== Problem description ==
Report how many lines of the following entries include the string "pink"; respond with the number alone.

>>>>>

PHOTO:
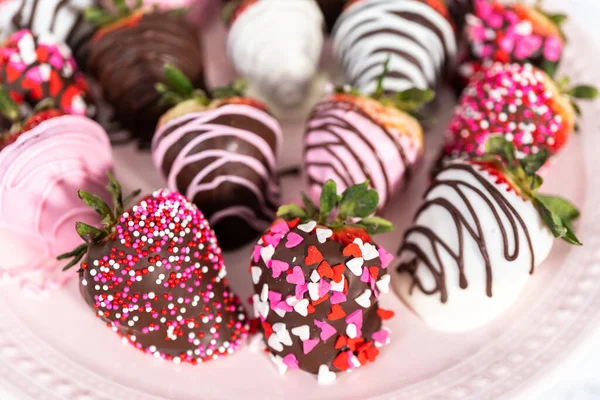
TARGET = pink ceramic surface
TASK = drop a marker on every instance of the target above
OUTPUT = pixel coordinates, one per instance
(54, 348)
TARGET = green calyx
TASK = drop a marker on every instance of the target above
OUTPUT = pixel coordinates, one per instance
(354, 209)
(110, 218)
(410, 101)
(556, 212)
(101, 17)
(177, 88)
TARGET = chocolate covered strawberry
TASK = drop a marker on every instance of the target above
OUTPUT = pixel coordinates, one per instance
(127, 56)
(482, 230)
(222, 154)
(34, 68)
(155, 274)
(519, 102)
(510, 33)
(352, 137)
(277, 46)
(318, 278)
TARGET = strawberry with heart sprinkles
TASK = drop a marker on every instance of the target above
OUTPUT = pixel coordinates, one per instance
(155, 274)
(317, 282)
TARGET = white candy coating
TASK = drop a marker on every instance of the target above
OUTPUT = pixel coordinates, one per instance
(277, 46)
(470, 307)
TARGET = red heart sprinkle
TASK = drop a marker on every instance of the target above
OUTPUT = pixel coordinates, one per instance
(337, 312)
(325, 270)
(385, 314)
(314, 256)
(352, 250)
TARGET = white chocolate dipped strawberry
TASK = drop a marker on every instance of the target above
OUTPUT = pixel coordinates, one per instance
(479, 235)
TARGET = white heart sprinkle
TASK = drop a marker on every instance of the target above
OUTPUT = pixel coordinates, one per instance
(323, 234)
(256, 274)
(364, 300)
(369, 252)
(383, 284)
(264, 294)
(274, 343)
(266, 253)
(302, 331)
(314, 276)
(280, 312)
(313, 291)
(308, 227)
(351, 331)
(338, 287)
(355, 265)
(325, 376)
(282, 333)
(278, 361)
(302, 307)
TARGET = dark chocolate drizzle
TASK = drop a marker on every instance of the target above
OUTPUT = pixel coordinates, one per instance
(435, 265)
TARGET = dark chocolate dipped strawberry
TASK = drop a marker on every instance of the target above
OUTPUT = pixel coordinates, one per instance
(34, 68)
(512, 33)
(155, 275)
(519, 102)
(318, 278)
(351, 137)
(127, 56)
(222, 154)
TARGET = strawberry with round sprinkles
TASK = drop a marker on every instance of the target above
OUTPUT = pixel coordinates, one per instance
(317, 280)
(482, 230)
(351, 137)
(512, 33)
(34, 68)
(155, 275)
(520, 102)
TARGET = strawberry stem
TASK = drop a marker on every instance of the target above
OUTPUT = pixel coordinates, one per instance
(110, 218)
(354, 207)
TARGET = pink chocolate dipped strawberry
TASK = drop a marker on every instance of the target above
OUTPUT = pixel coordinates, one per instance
(318, 280)
(155, 275)
(519, 102)
(512, 33)
(41, 168)
(351, 138)
(34, 68)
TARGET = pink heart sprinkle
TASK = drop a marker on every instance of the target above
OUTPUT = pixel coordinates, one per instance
(273, 239)
(278, 267)
(291, 361)
(385, 257)
(381, 336)
(300, 290)
(337, 297)
(366, 276)
(281, 227)
(323, 288)
(296, 277)
(327, 330)
(309, 344)
(293, 240)
(257, 253)
(282, 305)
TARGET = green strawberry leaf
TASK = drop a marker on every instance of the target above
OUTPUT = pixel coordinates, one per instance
(583, 92)
(498, 145)
(291, 211)
(533, 162)
(328, 200)
(89, 233)
(375, 225)
(560, 206)
(311, 209)
(358, 201)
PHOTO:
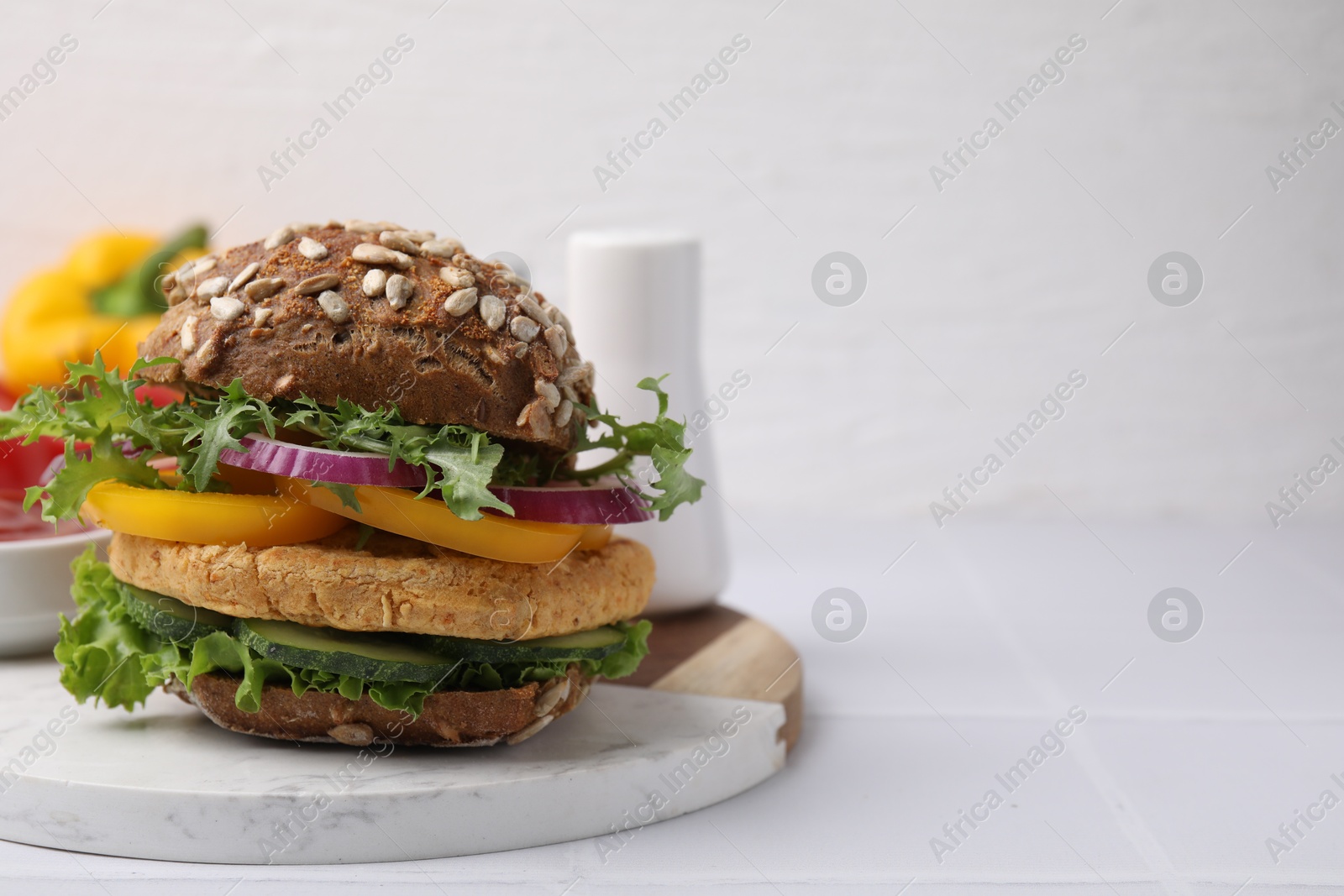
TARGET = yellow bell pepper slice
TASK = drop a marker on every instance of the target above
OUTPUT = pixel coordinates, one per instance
(100, 300)
(430, 520)
(105, 258)
(207, 517)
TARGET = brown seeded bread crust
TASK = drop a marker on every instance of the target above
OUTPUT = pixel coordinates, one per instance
(437, 367)
(450, 718)
(394, 584)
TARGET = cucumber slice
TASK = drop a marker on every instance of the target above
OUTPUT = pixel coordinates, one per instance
(362, 654)
(582, 645)
(171, 618)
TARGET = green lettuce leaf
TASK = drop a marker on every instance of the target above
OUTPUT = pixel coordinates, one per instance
(457, 459)
(107, 656)
(662, 439)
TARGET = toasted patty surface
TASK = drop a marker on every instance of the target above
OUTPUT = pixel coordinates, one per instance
(394, 584)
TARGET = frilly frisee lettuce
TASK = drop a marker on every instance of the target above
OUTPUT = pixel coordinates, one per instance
(105, 654)
(98, 410)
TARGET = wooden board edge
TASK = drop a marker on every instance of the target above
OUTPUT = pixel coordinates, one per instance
(752, 661)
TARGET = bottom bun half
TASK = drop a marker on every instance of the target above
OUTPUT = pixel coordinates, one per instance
(450, 718)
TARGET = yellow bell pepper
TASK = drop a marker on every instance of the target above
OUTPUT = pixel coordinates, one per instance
(105, 297)
(210, 517)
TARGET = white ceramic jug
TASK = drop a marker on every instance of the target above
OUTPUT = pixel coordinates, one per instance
(635, 300)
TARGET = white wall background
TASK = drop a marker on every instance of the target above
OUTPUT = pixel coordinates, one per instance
(1025, 268)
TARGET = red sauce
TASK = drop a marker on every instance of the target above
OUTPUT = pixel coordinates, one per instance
(20, 466)
(17, 526)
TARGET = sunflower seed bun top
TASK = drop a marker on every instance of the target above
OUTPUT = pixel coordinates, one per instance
(380, 316)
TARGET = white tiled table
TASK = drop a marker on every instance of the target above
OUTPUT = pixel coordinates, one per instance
(978, 640)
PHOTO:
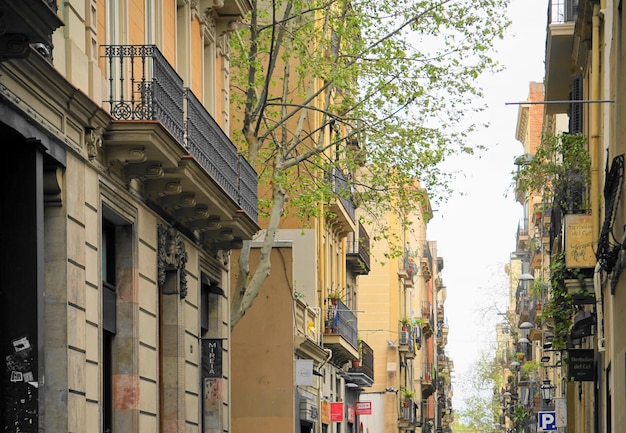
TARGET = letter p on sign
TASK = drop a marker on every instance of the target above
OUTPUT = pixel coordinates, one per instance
(546, 421)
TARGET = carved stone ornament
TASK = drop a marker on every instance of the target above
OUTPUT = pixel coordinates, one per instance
(93, 140)
(172, 256)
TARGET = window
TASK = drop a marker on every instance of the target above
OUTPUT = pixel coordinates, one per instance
(109, 313)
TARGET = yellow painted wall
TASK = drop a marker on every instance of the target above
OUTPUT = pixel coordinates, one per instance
(169, 31)
(136, 22)
(197, 47)
(263, 353)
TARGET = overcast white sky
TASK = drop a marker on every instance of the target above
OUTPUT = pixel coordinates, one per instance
(476, 232)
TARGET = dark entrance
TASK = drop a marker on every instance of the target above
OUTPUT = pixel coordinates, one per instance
(21, 269)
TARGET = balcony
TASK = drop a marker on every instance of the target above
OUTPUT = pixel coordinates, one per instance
(408, 419)
(358, 251)
(407, 340)
(307, 337)
(341, 206)
(166, 145)
(363, 374)
(559, 43)
(523, 237)
(26, 22)
(428, 381)
(340, 333)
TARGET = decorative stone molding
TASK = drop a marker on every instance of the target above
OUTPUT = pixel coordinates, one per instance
(93, 141)
(172, 256)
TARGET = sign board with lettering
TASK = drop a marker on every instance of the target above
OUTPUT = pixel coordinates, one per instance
(581, 365)
(560, 408)
(212, 358)
(546, 421)
(336, 412)
(363, 407)
(579, 241)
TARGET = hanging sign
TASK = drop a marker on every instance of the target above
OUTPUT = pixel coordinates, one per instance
(336, 412)
(363, 407)
(581, 365)
(579, 241)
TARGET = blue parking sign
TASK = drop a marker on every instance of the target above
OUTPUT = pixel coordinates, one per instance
(546, 421)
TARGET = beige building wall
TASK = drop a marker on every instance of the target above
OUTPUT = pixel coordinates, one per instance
(157, 351)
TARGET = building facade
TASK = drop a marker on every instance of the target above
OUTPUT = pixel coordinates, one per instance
(119, 219)
(584, 91)
(404, 321)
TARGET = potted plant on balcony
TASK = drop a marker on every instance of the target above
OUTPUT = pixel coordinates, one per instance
(559, 170)
(334, 296)
(407, 396)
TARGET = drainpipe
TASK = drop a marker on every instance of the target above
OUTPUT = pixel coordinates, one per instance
(594, 123)
(594, 150)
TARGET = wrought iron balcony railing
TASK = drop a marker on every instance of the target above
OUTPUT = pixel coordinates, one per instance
(342, 189)
(341, 320)
(144, 86)
(562, 11)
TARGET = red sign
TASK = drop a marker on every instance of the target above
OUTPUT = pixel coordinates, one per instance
(336, 412)
(363, 407)
(351, 414)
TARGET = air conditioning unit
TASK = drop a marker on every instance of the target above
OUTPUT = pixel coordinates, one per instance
(308, 410)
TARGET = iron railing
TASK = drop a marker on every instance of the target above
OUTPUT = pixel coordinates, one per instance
(343, 191)
(144, 86)
(343, 321)
(562, 11)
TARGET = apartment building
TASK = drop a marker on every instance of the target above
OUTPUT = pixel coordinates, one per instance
(585, 226)
(124, 198)
(404, 321)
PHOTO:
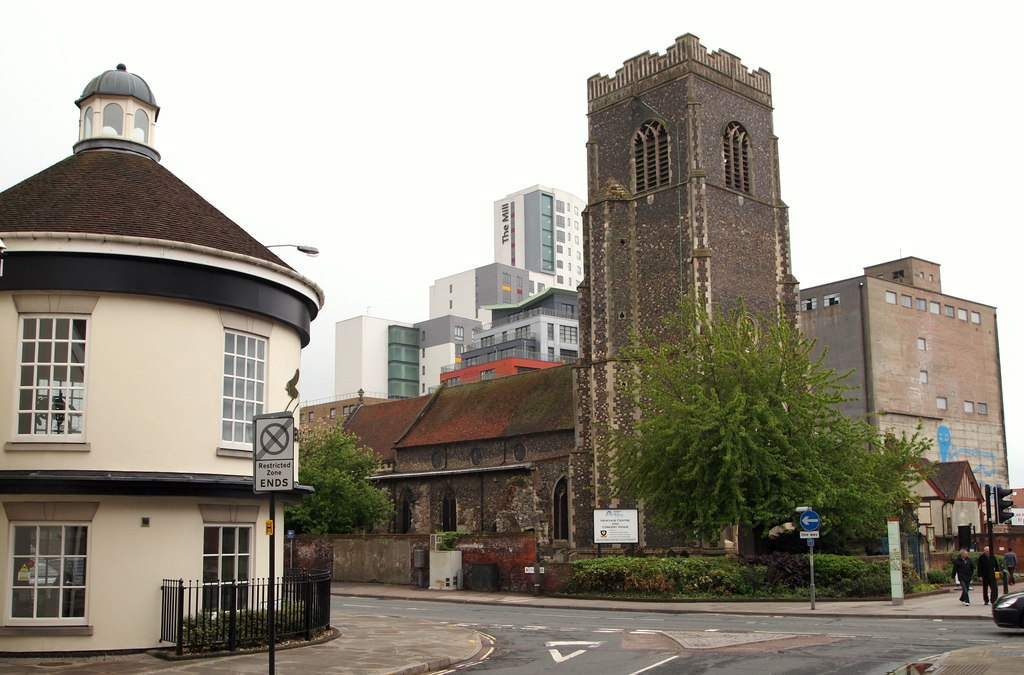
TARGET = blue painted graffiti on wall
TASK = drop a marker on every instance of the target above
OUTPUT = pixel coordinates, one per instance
(950, 453)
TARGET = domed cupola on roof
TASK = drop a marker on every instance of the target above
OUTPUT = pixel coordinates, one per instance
(119, 113)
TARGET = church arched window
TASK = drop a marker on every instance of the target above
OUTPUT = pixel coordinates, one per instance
(450, 518)
(560, 510)
(736, 156)
(87, 119)
(141, 131)
(114, 120)
(650, 156)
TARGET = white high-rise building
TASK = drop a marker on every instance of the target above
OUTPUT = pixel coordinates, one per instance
(540, 228)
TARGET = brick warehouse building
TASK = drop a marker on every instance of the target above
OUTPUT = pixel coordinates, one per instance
(919, 356)
(683, 195)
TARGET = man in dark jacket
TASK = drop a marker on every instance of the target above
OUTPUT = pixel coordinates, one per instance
(1010, 562)
(986, 575)
(963, 568)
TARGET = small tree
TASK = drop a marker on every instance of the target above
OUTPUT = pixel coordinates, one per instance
(739, 423)
(344, 500)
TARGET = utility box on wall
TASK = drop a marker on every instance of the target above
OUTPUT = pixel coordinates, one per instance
(445, 571)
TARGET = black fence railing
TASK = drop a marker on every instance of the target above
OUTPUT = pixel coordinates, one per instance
(200, 617)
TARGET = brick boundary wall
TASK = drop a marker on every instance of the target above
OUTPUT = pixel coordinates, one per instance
(392, 559)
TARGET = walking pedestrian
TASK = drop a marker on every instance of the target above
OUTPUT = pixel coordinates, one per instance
(963, 568)
(986, 575)
(1010, 560)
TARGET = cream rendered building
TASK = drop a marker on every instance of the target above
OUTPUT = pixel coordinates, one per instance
(143, 331)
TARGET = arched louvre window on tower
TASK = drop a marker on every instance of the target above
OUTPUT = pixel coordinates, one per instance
(650, 156)
(736, 154)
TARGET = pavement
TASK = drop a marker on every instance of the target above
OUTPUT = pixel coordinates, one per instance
(377, 644)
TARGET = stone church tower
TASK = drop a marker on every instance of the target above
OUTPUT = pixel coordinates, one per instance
(683, 194)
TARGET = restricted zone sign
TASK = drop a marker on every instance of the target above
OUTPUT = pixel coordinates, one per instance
(273, 452)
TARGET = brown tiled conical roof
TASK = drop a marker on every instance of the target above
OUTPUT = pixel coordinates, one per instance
(121, 194)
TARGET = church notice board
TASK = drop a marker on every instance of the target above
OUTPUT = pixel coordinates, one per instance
(616, 526)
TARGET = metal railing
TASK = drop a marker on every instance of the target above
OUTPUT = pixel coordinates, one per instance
(200, 617)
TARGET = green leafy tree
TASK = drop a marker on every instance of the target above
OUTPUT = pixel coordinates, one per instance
(344, 500)
(739, 424)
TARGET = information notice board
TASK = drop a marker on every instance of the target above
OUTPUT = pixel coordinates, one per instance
(616, 526)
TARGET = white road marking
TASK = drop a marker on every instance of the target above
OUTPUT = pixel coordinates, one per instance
(637, 672)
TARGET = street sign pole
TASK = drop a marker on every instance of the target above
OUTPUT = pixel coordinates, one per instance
(810, 544)
(271, 623)
(273, 471)
(810, 521)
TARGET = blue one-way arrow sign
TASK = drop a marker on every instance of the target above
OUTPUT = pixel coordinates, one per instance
(809, 520)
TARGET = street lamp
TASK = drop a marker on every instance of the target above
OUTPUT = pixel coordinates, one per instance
(311, 251)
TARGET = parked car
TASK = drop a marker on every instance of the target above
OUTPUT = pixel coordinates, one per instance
(1008, 612)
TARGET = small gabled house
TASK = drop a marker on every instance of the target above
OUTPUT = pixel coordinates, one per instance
(950, 508)
(143, 330)
(491, 456)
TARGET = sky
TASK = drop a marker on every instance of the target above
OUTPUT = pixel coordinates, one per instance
(383, 132)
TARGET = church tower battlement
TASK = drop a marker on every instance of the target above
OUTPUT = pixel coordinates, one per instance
(686, 55)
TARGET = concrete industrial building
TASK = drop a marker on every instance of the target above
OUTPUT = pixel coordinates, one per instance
(918, 355)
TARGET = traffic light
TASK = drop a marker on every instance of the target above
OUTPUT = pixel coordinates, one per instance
(1004, 504)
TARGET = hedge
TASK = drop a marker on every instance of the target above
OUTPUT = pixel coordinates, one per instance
(778, 575)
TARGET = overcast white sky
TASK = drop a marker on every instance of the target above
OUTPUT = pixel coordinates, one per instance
(383, 132)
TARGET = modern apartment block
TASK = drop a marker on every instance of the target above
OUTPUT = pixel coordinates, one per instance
(469, 293)
(918, 355)
(540, 228)
(388, 359)
(537, 333)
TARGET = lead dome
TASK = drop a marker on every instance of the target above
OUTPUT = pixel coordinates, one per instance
(119, 82)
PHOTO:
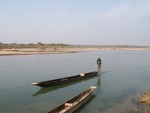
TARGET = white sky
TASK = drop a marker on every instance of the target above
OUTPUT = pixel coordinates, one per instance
(75, 21)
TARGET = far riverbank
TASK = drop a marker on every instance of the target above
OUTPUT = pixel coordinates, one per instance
(32, 51)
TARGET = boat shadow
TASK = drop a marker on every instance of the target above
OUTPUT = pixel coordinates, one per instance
(44, 90)
(85, 104)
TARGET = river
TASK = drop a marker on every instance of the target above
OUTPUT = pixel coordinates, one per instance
(124, 74)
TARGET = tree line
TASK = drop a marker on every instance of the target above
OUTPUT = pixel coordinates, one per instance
(31, 45)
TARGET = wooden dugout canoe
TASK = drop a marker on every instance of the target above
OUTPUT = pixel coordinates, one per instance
(74, 103)
(65, 80)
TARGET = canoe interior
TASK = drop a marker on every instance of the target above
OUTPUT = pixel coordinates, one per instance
(76, 101)
(66, 79)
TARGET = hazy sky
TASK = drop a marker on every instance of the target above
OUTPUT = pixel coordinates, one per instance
(75, 21)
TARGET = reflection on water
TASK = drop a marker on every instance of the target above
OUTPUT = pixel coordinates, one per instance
(124, 75)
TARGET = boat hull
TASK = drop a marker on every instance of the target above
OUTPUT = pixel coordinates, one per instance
(65, 80)
(75, 102)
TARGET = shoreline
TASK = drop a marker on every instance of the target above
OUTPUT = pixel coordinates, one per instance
(33, 51)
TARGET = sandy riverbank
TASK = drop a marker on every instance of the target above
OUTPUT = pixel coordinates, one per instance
(57, 51)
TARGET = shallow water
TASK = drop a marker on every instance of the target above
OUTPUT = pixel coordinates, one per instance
(124, 74)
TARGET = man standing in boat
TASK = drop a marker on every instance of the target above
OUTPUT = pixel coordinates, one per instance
(99, 64)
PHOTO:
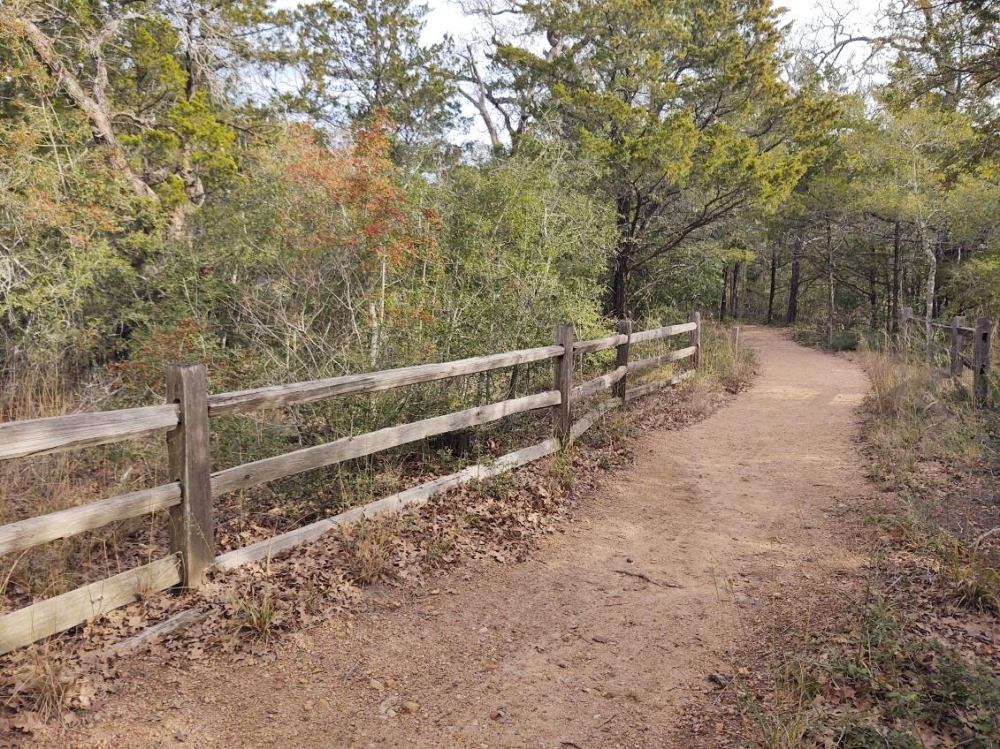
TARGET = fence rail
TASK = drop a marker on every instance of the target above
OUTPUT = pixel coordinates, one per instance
(979, 362)
(188, 498)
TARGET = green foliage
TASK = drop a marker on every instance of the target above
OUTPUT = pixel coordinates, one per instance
(359, 57)
(683, 105)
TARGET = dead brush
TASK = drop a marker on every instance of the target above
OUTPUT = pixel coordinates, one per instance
(909, 424)
(726, 359)
(41, 681)
(368, 548)
(254, 614)
(974, 584)
(560, 473)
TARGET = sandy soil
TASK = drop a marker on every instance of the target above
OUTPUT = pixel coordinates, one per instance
(604, 639)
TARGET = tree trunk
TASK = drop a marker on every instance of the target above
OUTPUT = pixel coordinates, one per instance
(872, 299)
(831, 299)
(725, 285)
(770, 294)
(793, 285)
(620, 278)
(734, 296)
(931, 255)
(895, 278)
(99, 117)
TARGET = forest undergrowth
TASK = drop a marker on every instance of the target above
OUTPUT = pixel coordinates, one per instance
(248, 612)
(909, 658)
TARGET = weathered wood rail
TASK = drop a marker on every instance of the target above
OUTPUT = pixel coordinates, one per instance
(981, 336)
(188, 498)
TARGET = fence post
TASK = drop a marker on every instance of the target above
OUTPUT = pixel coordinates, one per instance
(564, 382)
(955, 353)
(981, 361)
(621, 356)
(696, 339)
(191, 528)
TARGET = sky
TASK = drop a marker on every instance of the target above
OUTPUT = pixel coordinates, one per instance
(446, 16)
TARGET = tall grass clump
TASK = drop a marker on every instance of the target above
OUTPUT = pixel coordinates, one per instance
(726, 359)
(910, 422)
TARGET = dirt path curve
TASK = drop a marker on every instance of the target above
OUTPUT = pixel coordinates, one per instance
(601, 640)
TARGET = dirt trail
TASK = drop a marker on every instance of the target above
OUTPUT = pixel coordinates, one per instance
(574, 648)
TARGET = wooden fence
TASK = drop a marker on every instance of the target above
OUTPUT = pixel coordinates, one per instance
(958, 360)
(188, 498)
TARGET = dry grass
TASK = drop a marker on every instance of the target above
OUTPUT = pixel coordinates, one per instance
(41, 682)
(909, 424)
(368, 547)
(726, 359)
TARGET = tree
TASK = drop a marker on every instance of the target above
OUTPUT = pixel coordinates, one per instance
(148, 76)
(681, 102)
(358, 57)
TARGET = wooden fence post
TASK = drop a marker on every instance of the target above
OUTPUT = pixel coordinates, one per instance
(955, 353)
(621, 356)
(981, 361)
(696, 339)
(564, 382)
(191, 525)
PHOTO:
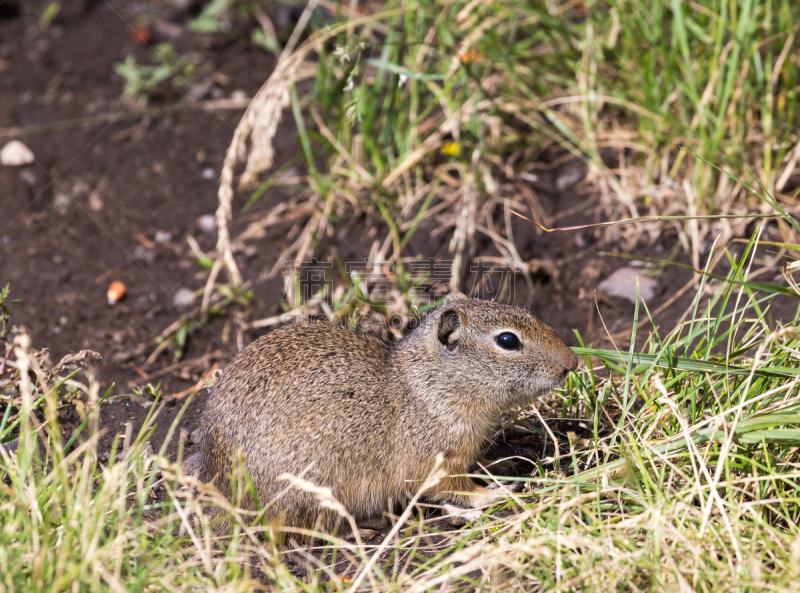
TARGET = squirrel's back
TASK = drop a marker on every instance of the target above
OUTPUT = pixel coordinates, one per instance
(313, 399)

<<<<<

== Result of the exercise ==
3